**EXERCISE DETAILS**
What you produce should be every line from the data that includes "young".

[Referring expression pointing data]

= Beginning of Section =

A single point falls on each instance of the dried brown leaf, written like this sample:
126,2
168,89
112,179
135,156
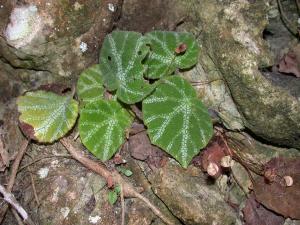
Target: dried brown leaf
274,193
142,149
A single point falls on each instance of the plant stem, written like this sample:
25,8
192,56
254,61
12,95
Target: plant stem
127,188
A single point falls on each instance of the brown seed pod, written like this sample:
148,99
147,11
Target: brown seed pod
181,48
288,181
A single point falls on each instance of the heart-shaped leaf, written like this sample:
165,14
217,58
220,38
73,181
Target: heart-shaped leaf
121,59
46,116
90,85
170,50
177,121
102,127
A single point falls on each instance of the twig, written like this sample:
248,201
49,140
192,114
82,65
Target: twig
298,5
34,189
10,198
42,158
122,206
17,217
13,174
128,189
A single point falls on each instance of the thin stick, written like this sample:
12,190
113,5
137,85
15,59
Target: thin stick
13,174
34,189
122,206
17,217
10,198
128,189
42,158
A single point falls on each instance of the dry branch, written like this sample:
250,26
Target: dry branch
100,169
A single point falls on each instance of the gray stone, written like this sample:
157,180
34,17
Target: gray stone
190,197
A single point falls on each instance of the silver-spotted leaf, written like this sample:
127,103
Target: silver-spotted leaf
90,85
46,116
170,50
177,120
102,127
121,59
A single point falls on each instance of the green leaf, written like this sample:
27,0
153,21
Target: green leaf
121,65
177,121
46,116
124,171
102,127
112,197
163,60
117,189
90,85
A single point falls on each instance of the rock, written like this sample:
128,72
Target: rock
189,196
61,37
68,193
232,37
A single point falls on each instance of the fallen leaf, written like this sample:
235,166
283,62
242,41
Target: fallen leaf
257,214
273,192
212,155
141,148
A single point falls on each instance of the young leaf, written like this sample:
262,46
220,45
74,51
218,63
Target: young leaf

= End of Section =

**REPLY**
A single point falls on each instance of the young leaf, written like this sample:
Target: young leaf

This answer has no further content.